_What the task requires:_
Every line in the entries where "blue" is found should be copied.

*** Records supplied ***

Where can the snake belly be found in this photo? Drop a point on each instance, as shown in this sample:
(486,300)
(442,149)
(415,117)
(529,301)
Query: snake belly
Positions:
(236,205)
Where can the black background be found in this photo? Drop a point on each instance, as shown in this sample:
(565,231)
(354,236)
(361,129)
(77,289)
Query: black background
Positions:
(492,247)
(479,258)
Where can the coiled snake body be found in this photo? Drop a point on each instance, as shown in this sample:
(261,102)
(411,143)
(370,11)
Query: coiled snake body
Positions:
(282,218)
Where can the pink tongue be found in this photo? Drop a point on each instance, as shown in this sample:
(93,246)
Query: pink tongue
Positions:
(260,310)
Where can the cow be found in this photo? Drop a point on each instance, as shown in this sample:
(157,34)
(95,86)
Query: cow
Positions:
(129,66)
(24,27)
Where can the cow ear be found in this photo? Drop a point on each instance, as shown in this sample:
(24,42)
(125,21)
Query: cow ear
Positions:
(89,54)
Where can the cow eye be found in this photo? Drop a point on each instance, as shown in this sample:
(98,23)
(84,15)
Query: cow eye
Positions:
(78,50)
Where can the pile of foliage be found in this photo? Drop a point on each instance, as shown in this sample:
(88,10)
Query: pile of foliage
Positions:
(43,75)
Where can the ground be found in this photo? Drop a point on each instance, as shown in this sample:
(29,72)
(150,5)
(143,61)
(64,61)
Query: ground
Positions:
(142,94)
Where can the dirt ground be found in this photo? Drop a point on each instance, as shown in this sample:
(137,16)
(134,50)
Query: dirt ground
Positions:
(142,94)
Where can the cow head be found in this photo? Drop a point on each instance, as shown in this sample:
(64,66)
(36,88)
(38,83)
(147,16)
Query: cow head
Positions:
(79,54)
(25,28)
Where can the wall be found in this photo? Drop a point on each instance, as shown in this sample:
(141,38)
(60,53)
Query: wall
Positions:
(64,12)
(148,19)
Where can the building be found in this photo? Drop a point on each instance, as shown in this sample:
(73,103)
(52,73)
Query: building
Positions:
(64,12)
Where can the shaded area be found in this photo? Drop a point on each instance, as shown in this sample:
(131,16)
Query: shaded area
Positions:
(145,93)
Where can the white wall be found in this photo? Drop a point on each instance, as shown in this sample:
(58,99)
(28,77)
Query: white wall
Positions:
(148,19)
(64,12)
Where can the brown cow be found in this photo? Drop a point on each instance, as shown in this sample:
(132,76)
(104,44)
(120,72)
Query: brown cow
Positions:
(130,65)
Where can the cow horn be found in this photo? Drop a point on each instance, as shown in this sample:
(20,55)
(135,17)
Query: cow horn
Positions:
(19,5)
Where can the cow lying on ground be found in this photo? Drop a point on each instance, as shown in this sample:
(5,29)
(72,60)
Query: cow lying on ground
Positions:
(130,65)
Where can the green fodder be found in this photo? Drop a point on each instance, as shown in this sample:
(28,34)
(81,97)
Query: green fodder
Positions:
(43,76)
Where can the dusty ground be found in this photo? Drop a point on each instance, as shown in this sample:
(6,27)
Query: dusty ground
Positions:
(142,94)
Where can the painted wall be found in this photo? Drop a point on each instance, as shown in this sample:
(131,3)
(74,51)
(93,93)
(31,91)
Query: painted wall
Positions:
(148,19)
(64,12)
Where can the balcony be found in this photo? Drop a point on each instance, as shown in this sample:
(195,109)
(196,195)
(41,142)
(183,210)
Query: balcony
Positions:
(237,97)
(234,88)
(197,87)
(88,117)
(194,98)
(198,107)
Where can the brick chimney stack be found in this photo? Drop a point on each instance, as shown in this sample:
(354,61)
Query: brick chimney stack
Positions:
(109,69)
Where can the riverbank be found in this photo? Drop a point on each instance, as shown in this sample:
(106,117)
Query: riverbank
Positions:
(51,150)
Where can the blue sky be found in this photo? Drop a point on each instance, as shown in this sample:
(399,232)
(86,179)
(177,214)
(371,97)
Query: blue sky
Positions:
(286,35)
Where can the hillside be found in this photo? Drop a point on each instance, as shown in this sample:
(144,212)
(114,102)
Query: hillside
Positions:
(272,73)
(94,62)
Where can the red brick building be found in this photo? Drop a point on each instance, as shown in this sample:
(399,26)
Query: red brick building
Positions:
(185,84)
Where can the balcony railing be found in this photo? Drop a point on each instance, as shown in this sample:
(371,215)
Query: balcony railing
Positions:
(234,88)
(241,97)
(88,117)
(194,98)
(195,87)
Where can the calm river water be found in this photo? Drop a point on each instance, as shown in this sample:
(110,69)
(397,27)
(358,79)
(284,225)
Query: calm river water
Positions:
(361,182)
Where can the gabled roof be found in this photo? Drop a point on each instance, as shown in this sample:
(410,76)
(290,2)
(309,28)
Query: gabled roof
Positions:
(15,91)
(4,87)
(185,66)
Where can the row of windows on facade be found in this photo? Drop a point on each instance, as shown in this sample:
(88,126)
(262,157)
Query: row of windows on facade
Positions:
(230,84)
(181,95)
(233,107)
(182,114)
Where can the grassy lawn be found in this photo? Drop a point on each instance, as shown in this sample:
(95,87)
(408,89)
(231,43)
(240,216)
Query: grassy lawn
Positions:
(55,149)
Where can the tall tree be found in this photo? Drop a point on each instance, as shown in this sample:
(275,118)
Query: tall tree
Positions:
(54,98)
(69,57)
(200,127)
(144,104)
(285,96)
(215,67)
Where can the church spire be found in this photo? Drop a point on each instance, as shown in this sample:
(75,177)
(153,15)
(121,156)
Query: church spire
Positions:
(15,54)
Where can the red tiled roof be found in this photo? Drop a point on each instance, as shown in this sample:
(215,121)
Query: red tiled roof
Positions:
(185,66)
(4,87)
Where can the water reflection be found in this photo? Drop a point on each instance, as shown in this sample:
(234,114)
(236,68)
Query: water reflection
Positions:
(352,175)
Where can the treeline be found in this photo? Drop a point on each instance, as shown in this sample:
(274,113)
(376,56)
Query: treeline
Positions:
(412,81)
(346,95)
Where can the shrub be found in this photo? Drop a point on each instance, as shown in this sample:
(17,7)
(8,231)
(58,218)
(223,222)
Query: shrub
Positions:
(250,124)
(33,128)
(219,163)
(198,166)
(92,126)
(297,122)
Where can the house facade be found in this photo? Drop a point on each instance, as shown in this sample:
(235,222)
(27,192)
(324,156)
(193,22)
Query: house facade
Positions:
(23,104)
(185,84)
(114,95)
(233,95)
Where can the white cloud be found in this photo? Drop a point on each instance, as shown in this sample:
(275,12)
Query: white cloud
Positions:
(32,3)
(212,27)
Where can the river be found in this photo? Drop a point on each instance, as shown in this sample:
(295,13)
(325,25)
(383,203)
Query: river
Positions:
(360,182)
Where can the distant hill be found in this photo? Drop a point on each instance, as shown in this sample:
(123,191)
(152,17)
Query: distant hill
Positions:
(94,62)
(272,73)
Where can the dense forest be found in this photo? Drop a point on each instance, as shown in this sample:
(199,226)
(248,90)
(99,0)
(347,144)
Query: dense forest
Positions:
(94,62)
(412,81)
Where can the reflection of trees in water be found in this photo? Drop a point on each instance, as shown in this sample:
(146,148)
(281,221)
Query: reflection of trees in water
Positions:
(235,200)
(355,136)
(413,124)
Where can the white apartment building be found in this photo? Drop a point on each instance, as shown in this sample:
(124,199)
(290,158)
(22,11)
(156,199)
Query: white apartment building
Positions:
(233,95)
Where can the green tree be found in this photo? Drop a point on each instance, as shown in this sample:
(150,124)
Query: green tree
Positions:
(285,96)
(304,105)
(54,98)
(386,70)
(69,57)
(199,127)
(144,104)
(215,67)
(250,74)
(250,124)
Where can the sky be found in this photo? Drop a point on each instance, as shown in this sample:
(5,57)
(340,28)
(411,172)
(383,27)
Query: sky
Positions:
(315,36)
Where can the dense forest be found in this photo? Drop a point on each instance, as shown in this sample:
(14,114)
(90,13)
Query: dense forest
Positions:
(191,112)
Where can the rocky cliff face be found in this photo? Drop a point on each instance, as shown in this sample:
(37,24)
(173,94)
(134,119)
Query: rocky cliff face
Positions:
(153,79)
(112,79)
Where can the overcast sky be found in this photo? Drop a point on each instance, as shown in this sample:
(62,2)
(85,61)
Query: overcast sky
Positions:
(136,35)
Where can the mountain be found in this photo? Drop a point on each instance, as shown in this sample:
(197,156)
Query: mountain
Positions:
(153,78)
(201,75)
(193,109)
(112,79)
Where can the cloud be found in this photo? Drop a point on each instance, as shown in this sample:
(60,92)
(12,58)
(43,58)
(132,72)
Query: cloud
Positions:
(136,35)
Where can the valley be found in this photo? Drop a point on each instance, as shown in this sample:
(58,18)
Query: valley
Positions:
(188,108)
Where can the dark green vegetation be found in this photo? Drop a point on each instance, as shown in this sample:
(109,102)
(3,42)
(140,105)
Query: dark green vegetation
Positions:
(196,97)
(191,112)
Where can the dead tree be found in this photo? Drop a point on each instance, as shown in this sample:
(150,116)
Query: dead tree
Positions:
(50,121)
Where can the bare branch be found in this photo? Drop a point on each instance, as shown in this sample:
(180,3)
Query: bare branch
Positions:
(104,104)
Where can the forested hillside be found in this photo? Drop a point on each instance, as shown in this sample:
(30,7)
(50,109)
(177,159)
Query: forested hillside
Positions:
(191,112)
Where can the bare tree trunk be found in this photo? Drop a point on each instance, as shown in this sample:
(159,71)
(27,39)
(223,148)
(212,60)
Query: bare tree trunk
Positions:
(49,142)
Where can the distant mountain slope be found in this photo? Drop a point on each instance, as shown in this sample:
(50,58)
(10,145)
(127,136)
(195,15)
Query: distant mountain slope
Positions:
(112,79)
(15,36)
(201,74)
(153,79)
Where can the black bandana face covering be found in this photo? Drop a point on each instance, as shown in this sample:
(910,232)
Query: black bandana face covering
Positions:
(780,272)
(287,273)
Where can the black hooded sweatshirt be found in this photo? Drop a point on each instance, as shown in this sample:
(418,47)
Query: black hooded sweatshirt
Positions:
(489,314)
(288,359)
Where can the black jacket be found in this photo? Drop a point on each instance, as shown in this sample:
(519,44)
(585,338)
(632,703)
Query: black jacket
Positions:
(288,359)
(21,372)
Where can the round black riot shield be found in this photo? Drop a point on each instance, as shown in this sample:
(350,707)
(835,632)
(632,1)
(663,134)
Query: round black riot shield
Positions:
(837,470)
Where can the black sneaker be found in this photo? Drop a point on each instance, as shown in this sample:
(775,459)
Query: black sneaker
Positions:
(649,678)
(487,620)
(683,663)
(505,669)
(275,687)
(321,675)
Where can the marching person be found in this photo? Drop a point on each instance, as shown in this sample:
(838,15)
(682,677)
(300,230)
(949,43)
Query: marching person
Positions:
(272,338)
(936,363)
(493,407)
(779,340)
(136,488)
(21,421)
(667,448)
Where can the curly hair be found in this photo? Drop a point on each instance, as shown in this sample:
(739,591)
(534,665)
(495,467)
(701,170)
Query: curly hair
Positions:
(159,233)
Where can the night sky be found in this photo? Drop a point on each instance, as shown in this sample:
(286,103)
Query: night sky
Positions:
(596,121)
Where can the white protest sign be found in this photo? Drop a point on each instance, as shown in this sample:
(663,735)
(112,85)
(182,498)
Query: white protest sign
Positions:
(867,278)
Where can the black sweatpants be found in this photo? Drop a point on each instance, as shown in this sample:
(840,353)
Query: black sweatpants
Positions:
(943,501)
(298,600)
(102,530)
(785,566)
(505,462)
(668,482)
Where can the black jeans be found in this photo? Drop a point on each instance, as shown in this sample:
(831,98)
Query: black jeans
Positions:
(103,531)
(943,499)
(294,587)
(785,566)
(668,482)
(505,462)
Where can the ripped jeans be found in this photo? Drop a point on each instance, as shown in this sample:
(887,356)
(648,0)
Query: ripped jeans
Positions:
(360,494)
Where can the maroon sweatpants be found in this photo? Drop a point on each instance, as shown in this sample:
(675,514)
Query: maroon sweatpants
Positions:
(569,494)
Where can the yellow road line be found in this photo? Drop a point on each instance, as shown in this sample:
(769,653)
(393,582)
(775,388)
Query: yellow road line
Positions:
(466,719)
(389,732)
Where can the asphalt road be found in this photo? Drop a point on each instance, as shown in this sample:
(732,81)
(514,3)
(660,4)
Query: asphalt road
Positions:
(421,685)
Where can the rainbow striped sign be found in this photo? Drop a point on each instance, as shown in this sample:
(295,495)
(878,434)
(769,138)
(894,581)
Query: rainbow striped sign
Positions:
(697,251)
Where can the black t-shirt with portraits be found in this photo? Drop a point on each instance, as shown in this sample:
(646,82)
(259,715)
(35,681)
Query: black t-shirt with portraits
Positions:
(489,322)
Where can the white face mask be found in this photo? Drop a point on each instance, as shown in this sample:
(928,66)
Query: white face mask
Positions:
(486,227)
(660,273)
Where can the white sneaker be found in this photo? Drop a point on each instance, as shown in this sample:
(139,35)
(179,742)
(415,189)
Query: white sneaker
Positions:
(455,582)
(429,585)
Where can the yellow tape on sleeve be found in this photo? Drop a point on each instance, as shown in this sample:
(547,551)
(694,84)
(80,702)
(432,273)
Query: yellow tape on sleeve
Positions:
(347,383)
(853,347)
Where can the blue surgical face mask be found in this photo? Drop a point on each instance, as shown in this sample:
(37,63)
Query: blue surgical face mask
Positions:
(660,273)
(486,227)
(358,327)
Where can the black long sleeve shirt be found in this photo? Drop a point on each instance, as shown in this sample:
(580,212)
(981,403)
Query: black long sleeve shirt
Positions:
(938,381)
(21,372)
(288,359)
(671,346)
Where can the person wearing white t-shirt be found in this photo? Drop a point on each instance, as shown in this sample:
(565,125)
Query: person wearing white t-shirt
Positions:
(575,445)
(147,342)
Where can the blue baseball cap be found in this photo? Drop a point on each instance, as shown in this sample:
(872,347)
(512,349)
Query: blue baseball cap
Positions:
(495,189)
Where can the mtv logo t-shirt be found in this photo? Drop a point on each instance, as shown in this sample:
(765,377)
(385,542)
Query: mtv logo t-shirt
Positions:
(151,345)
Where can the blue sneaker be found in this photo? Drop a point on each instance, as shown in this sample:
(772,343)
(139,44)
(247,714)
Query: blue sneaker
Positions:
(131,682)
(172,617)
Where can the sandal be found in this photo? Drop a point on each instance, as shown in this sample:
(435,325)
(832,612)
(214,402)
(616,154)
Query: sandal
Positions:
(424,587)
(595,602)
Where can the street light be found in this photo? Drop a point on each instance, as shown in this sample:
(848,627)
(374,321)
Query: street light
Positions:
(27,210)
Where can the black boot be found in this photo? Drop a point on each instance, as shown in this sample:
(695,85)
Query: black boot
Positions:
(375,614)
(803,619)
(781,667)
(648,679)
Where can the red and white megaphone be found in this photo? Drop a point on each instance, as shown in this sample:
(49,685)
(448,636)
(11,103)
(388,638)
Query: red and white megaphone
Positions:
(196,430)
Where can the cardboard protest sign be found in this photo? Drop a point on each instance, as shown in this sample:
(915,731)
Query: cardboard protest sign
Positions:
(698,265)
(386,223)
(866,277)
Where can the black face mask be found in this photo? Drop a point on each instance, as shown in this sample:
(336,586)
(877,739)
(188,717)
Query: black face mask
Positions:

*** End of Records supplied ***

_Solution:_
Where can the blue sky be found in this photo? Drop a point on each instance, as shown in this sample:
Query: blue sky
Where can the blue surgical face mask be found in this photo? Drop a point on each instance, as shown in this sample:
Query: blue surgical face mask
Where can the blue baseball cap be found in this photo? Drop a point on each instance, as shown in this sample:
Query: blue baseball cap
Where can the blue sneaker be found in this photo? Drop a point on each instance, as shown in this sample:
Query: blue sneaker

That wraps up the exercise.